Continue the post on Karen Greenberg's book about Guantanamo's first 100 days from where it stops.

-- TEXT UNDER STUDY --
• • •
Tuesday, March 24, 2009

Karen Greenberg's "The Least Worst Place"

Karen J. Greenberg is Executive Director of the Center on Law and Security, New York University School of Law. She is the editor of numerous books, including The Torture Papers: The Road to Abu Ghraib and the well known Terrorist Trial Report Card which has tracked all US terrorism cases to go through the US courts since 9/11.

She applied the “Page 99 Test” to her new book, The Least Worst Place: Guantanamo’s First 100 Days, and reported the following:
When the first military unit at Guantanamo– Joint Task Force 160 - received the detainees, they looked over their captives, and soon realized that they knew next to nothing about the “worst of the worst” that they had been expecting. US authorities didn’t know the prisoners’ names or much else about them. Many had been handed over for bounty to US forces. Accordingly, the detainees arrived without “pocket litter” or papers. Translators prepared in Arabic turned out to be useless for the majority who spoke Pashto and Urdu. The detainees arrived with diseases, dietary requirements, and religious sensibilities unknown to the command staff on the ground at Guantanamo. Yet when the JTF asked that the International Committee of the Red Cross - the international organization best prepared to give professional advice on medical and other issues - be allowed to join them as required under international law for prisoners from a war zone, their request was denied by “higher-ups” in Washington. Finally, the uniformed military directly involved with Guantanamo bypassed Washington’s impasse and called in the ICRC. Only then did the 160 begin to know who they had in their midst and how best to interact with them. Only then could the 160 begin fully to understand how to legally and humanely go about attending to the detainees – goals which this first team considered themselves sworn as military men and women to uphold.
• • •
-- SUPPLIED DATA --
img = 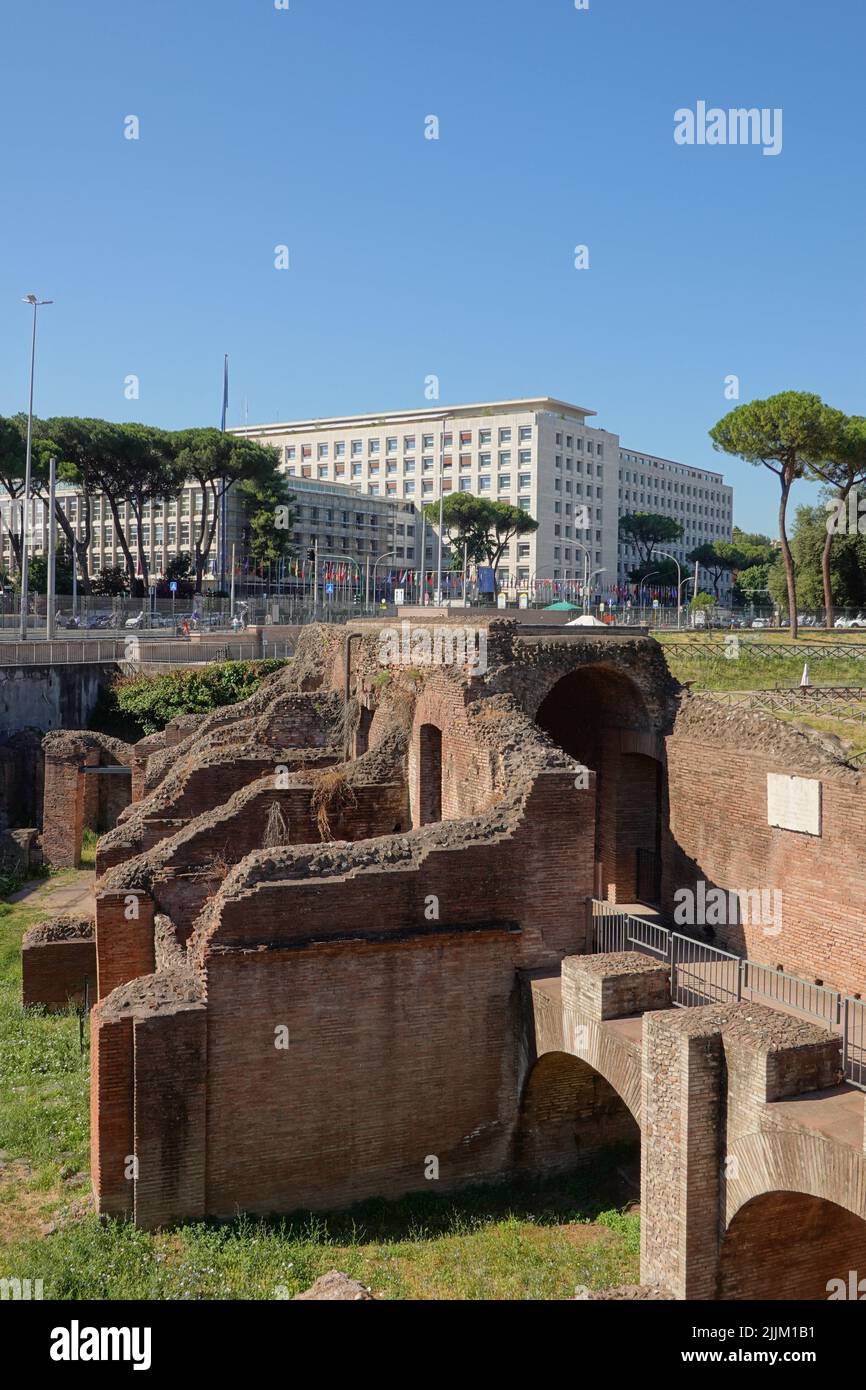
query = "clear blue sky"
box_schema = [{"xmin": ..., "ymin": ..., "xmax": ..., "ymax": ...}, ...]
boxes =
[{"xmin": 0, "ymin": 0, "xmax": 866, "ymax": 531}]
• • •
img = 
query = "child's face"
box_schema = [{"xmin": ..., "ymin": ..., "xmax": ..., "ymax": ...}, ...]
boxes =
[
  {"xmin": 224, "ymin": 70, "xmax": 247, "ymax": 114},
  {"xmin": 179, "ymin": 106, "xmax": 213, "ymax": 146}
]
• • •
-- OUTPUT OF THE TASK --
From Page 99:

The first thing the ICRC wanted to do was to interview each detainee. Setting up an open-air table within sight of the cages, the representatives began their questioning. If the ICRC representatives had had their way the detainees being interviewed would not have been shackled at all. But the JTF command structure was not about to allow anything that would expose the ICRC men to serious harm. A compromise was reached. Each detainee was seated in a chair facing a table at which the interviewers sat, asking their questions and taking notes. This afforded the shackled detainees a modicum of dignity.